Record extracts section start
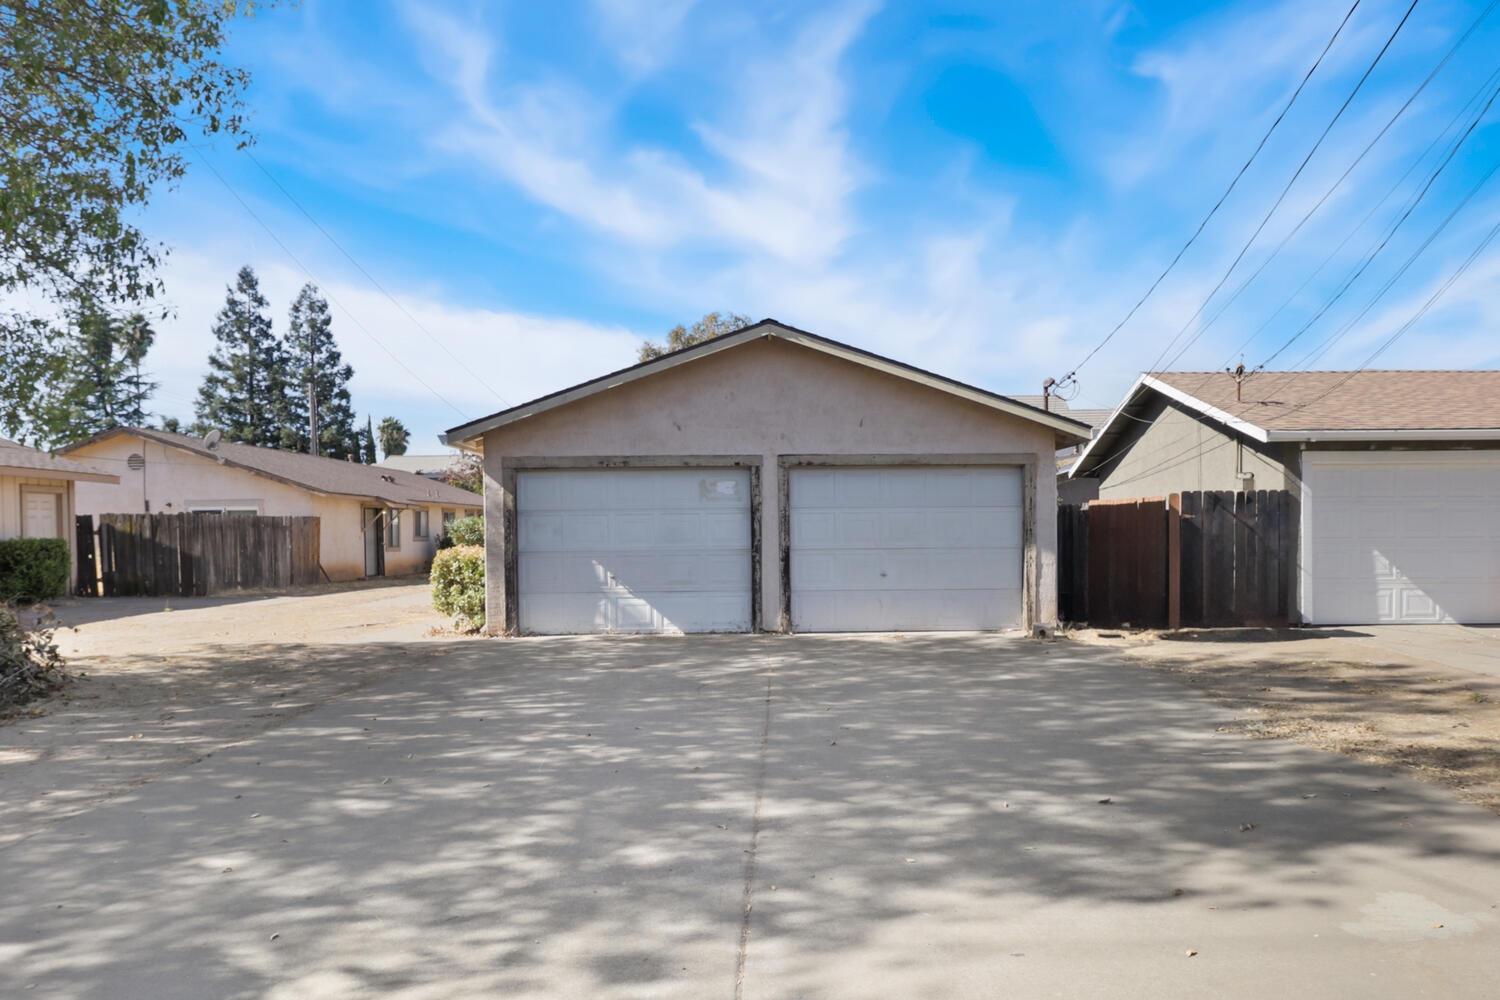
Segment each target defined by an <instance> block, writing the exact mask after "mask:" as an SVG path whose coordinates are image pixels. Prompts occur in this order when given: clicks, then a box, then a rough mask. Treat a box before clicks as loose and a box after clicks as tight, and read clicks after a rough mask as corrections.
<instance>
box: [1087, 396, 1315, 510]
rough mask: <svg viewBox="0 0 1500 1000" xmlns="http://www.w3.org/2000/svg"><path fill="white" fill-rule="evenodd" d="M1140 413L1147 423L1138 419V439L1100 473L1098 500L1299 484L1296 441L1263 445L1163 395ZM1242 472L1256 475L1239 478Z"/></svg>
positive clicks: (1276, 489)
mask: <svg viewBox="0 0 1500 1000" xmlns="http://www.w3.org/2000/svg"><path fill="white" fill-rule="evenodd" d="M1143 418H1146V420H1151V424H1139V423H1136V427H1139V430H1137V432H1136V433H1137V436H1136V439H1134V441H1133V442H1131V444H1130V447H1128V450H1127V451H1125V453H1124V456H1121V459H1119V460H1118V462H1115V463H1112V465H1110V466H1109V469H1107V471H1106V474H1104V475H1103V477H1100V498H1101V499H1124V498H1131V496H1164V495H1167V493H1181V492H1185V490H1284V489H1293V490H1295V489H1298V477H1296V466H1298V462H1296V448H1295V445H1263V444H1260V442H1257V441H1251V439H1247V438H1242V436H1239V435H1233V433H1230V432H1227V430H1224V429H1223V427H1221V426H1218V424H1215V423H1212V421H1205V420H1199V418H1196V417H1194V415H1191V414H1190V412H1187V411H1184V409H1181V408H1178V406H1176V405H1175V403H1169V402H1166V400H1161V399H1158V402H1157V406H1155V409H1154V411H1148V412H1146V414H1143ZM1133 423H1134V421H1133ZM1113 447H1115V448H1124V447H1125V445H1122V444H1118V445H1113ZM1241 471H1245V472H1250V474H1253V477H1254V478H1253V480H1242V478H1241V477H1239V475H1238V474H1239V472H1241Z"/></svg>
Record extracts section end
_Problem requirements_.
Only output the lines from the one with "rough mask: <svg" through the end of the entries above, exactly as they are.

_Output for this task_.
rough mask: <svg viewBox="0 0 1500 1000" xmlns="http://www.w3.org/2000/svg"><path fill="white" fill-rule="evenodd" d="M1140 413L1147 423L1138 419V439L1100 473L1098 500L1299 484L1296 441L1263 445L1163 395ZM1242 472L1256 475L1239 478Z"/></svg>
positive clicks: (1276, 489)
mask: <svg viewBox="0 0 1500 1000" xmlns="http://www.w3.org/2000/svg"><path fill="white" fill-rule="evenodd" d="M1143 418H1146V420H1151V424H1139V423H1136V427H1139V430H1137V432H1136V433H1137V436H1136V439H1134V441H1133V442H1131V444H1130V447H1128V450H1127V451H1125V453H1124V456H1121V459H1119V460H1118V462H1115V463H1112V465H1110V466H1109V469H1107V471H1106V474H1104V475H1103V477H1100V498H1101V499H1124V498H1131V496H1164V495H1167V493H1181V492H1185V490H1284V489H1293V490H1295V489H1298V477H1296V466H1298V462H1296V448H1295V445H1263V444H1260V442H1257V441H1251V439H1247V438H1242V436H1239V435H1233V433H1230V432H1227V430H1224V429H1223V427H1221V426H1218V424H1215V423H1212V421H1205V420H1199V418H1196V417H1194V415H1191V414H1190V412H1187V411H1184V409H1181V408H1178V406H1176V405H1175V403H1169V402H1166V400H1161V399H1158V402H1157V406H1155V409H1154V411H1148V412H1146V414H1143ZM1133 423H1134V421H1133ZM1113 447H1115V448H1124V447H1125V445H1122V444H1118V445H1113ZM1241 471H1245V472H1250V474H1253V477H1254V478H1253V480H1242V478H1241V477H1239V475H1238V474H1239V472H1241Z"/></svg>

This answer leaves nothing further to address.